## What is asked
Write out the entries, please, from the line containing "panel shown above." through their final line, exactly and with nothing else.

Data records:
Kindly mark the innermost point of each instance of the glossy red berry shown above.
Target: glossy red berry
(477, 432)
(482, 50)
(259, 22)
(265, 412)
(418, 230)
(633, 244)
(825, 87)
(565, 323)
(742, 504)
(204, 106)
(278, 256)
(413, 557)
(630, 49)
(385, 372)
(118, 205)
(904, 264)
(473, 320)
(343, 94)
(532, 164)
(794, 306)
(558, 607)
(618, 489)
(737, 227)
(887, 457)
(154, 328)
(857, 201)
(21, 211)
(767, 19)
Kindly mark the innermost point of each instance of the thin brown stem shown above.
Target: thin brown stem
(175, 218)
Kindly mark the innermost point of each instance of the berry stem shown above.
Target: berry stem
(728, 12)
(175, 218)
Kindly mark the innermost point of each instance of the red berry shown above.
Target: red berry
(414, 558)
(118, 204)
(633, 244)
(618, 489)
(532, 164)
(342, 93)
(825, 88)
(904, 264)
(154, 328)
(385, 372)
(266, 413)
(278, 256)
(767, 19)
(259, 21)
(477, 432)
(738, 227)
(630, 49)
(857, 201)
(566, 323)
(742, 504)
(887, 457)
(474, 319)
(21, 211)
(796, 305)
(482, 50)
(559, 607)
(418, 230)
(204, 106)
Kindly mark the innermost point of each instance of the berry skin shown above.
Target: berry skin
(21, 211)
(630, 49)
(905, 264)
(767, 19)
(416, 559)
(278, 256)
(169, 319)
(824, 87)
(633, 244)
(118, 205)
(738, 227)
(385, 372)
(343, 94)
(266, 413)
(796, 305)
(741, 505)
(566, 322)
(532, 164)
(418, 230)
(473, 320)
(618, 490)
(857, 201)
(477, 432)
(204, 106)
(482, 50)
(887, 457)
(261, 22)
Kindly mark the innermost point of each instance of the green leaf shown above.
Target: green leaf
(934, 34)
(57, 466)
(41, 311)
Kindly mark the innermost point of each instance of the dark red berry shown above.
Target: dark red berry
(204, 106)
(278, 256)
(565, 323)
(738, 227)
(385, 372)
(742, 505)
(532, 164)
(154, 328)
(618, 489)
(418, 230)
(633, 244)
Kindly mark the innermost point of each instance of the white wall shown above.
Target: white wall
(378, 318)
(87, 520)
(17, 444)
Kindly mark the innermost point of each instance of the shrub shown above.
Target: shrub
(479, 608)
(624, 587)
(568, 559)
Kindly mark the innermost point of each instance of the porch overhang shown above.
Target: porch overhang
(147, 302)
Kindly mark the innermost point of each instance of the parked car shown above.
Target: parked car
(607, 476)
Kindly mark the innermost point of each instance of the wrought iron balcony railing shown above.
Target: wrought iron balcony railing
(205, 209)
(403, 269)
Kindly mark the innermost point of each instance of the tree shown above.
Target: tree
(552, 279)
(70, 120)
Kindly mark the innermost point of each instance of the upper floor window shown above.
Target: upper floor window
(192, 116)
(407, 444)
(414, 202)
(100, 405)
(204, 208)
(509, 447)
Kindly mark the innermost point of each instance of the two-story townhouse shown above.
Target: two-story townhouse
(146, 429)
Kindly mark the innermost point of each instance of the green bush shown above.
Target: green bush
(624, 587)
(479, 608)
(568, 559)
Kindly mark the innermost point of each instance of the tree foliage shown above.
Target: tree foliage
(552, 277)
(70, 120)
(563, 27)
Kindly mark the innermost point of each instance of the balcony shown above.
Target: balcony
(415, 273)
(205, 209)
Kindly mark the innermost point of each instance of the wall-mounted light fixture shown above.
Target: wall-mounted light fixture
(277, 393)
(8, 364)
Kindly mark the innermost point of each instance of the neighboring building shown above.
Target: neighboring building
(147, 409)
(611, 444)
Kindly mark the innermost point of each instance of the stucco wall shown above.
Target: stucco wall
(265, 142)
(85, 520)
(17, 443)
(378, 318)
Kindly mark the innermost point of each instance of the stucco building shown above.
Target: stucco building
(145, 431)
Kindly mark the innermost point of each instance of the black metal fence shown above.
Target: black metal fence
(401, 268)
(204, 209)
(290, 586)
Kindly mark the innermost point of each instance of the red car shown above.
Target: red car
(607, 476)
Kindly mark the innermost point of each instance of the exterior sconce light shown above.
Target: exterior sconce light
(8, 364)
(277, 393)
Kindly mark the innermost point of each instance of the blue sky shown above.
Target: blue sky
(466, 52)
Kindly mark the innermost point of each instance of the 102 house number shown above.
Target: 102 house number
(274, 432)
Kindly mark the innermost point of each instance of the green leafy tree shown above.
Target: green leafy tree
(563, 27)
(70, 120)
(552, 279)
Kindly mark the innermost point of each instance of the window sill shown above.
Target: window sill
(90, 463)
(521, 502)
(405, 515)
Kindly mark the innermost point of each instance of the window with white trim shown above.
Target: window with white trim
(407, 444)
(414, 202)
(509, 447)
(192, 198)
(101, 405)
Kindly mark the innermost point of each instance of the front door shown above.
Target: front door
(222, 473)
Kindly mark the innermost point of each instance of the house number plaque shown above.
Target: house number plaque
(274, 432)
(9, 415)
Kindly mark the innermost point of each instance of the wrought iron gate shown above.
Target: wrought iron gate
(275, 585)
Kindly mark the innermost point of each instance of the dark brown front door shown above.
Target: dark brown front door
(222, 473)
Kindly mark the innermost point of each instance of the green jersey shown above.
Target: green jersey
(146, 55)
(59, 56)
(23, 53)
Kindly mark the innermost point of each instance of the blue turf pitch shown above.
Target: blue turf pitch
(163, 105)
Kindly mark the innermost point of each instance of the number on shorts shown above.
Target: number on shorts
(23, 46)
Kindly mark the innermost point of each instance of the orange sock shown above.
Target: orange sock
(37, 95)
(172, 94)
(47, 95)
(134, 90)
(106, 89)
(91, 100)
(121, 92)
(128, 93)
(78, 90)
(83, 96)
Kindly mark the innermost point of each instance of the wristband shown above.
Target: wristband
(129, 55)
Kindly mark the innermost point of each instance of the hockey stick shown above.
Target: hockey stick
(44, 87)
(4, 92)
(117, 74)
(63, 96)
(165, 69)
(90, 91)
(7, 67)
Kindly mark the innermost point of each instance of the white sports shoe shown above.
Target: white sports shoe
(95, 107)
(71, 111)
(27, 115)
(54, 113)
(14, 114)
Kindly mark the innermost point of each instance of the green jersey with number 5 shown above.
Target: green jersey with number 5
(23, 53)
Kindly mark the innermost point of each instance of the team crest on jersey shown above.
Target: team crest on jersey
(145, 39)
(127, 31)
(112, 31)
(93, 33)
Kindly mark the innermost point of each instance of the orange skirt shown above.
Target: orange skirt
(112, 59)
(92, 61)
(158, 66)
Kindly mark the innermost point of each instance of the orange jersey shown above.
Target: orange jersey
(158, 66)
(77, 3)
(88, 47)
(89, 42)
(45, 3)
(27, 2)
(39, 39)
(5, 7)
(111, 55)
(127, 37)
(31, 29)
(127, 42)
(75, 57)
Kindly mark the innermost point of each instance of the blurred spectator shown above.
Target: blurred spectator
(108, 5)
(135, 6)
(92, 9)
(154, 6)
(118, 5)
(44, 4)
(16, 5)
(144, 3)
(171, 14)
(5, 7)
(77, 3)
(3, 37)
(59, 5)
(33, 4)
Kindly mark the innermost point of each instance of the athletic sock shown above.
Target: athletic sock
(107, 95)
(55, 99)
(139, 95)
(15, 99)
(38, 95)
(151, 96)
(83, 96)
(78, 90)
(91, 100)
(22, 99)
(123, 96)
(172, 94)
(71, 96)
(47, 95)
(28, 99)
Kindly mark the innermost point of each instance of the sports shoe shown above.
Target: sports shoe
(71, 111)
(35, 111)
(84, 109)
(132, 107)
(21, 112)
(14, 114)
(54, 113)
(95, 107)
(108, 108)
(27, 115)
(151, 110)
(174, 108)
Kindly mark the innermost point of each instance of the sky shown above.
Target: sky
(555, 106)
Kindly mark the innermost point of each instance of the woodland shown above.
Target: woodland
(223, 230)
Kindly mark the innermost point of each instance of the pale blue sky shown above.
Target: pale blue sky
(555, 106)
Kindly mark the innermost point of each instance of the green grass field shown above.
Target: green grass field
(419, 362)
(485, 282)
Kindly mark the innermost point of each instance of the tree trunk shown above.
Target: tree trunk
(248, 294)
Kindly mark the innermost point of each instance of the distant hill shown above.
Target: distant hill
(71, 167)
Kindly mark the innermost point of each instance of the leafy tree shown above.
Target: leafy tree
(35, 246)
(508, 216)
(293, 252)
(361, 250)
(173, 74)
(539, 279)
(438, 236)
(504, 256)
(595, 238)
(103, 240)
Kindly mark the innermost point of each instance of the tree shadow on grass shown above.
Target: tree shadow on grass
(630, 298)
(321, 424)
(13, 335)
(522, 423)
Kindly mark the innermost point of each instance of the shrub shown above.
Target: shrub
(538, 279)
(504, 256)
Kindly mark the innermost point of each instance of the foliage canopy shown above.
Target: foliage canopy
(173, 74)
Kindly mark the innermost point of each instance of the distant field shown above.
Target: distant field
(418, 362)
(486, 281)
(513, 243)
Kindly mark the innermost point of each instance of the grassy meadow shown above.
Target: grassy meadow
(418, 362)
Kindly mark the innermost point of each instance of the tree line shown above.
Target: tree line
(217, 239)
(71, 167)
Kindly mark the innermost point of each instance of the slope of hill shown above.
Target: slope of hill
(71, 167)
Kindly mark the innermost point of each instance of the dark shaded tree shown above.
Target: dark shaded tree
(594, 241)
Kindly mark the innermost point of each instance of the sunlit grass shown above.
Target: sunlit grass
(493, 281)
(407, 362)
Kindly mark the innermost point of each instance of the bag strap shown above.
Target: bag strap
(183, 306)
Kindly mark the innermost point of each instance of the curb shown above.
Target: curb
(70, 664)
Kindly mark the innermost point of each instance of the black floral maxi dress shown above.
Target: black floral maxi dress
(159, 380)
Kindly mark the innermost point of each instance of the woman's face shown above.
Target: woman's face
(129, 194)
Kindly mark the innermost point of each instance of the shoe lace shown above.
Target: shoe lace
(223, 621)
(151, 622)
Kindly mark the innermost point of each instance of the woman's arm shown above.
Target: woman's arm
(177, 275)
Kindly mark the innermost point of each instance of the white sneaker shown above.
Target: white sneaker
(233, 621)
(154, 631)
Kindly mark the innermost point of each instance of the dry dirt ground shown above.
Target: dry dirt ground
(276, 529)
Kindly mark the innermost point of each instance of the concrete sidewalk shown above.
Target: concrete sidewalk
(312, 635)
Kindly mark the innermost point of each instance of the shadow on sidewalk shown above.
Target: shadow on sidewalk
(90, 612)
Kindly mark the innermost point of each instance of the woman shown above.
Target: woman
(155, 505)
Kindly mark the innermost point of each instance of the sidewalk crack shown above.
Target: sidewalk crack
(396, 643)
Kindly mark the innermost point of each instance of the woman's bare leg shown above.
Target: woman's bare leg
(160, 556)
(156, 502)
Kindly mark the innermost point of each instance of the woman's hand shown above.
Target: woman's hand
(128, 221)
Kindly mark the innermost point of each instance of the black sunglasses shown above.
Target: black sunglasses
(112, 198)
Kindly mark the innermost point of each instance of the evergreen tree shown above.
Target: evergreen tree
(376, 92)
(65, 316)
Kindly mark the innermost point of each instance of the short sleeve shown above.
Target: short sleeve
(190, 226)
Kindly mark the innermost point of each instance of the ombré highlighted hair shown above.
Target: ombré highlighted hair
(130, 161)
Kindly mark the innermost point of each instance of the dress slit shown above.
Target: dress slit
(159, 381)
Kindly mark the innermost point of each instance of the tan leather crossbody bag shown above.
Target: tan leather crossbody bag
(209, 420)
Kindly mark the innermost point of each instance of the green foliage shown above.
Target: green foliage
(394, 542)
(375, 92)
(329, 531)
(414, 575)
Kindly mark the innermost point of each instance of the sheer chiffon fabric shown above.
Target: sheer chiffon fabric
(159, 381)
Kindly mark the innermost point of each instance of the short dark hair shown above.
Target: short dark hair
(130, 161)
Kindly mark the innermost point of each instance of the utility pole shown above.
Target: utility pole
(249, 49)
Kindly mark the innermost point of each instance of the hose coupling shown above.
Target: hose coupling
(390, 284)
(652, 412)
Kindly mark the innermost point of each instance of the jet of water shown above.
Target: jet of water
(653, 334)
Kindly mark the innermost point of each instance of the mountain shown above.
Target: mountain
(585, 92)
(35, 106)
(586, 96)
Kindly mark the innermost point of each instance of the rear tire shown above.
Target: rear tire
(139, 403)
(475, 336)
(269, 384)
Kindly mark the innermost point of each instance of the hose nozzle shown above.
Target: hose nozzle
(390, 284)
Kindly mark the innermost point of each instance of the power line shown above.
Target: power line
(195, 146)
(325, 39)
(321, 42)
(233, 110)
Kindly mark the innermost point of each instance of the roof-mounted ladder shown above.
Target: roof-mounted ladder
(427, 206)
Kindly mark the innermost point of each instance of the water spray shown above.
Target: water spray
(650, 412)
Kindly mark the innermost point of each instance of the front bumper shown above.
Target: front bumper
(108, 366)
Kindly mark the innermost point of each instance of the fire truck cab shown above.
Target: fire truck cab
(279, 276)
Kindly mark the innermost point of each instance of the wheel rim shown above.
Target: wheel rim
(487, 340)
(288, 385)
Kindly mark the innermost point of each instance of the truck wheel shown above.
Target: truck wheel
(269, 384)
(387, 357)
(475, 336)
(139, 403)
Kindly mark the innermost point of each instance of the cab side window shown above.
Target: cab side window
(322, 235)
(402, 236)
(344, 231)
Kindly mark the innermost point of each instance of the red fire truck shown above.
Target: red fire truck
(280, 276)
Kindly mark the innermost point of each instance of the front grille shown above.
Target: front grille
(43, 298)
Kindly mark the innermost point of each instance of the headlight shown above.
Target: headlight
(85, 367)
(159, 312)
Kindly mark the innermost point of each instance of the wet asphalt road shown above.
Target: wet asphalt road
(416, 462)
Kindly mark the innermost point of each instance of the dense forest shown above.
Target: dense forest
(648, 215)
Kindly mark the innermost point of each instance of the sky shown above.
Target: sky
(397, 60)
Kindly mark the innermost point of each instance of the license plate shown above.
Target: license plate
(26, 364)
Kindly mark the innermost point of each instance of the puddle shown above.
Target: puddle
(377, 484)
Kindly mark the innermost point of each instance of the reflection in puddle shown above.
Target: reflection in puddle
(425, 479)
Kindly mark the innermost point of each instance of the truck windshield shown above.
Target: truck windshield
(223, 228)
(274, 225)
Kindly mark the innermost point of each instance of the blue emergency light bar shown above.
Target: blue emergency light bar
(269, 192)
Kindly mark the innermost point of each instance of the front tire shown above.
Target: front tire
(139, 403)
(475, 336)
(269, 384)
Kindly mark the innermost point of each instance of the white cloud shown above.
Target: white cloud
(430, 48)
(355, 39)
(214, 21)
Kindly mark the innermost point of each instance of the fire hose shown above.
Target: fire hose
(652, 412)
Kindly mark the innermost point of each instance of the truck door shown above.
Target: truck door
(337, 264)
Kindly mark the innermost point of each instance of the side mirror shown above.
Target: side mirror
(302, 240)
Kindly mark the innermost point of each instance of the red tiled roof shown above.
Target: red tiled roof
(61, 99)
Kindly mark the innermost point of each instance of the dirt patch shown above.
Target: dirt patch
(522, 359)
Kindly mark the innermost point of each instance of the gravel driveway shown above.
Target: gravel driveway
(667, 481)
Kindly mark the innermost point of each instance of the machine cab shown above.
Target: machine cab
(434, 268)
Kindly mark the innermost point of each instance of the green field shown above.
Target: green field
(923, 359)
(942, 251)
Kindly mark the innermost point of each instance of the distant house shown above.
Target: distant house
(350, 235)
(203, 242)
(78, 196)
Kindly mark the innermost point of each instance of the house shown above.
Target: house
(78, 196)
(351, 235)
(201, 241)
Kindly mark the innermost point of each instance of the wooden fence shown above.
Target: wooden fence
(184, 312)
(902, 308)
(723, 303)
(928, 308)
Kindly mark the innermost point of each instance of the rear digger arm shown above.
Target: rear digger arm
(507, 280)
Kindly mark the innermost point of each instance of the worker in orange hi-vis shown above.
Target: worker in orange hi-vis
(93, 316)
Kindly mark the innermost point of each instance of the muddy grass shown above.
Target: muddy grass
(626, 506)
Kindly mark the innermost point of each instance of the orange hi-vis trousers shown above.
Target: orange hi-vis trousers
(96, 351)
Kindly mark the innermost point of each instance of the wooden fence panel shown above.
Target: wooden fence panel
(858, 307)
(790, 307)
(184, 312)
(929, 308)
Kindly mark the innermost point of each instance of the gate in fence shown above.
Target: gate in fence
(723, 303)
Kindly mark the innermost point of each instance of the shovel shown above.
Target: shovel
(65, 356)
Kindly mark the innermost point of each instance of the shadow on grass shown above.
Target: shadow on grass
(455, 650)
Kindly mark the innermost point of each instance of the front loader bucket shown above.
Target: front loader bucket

## Result below
Kindly mark the innermost point of each instance of the wooden fence panel shown above.
Target: wooden fence panel
(858, 307)
(790, 307)
(184, 312)
(929, 308)
Kindly mark the innermost point of each instance of the gate in fence shown above.
Target: gate in fence
(723, 303)
Kindly mark the innermost point of each instance of the shovel shown above.
Target: shovel
(65, 356)
Kindly mark the innermost point of each instance of the shadow on grass shown above.
Target: shadow on grass
(455, 650)
Kindly mark the innermost point of each instance of the front loader bucket shown above.
Target: front loader bucket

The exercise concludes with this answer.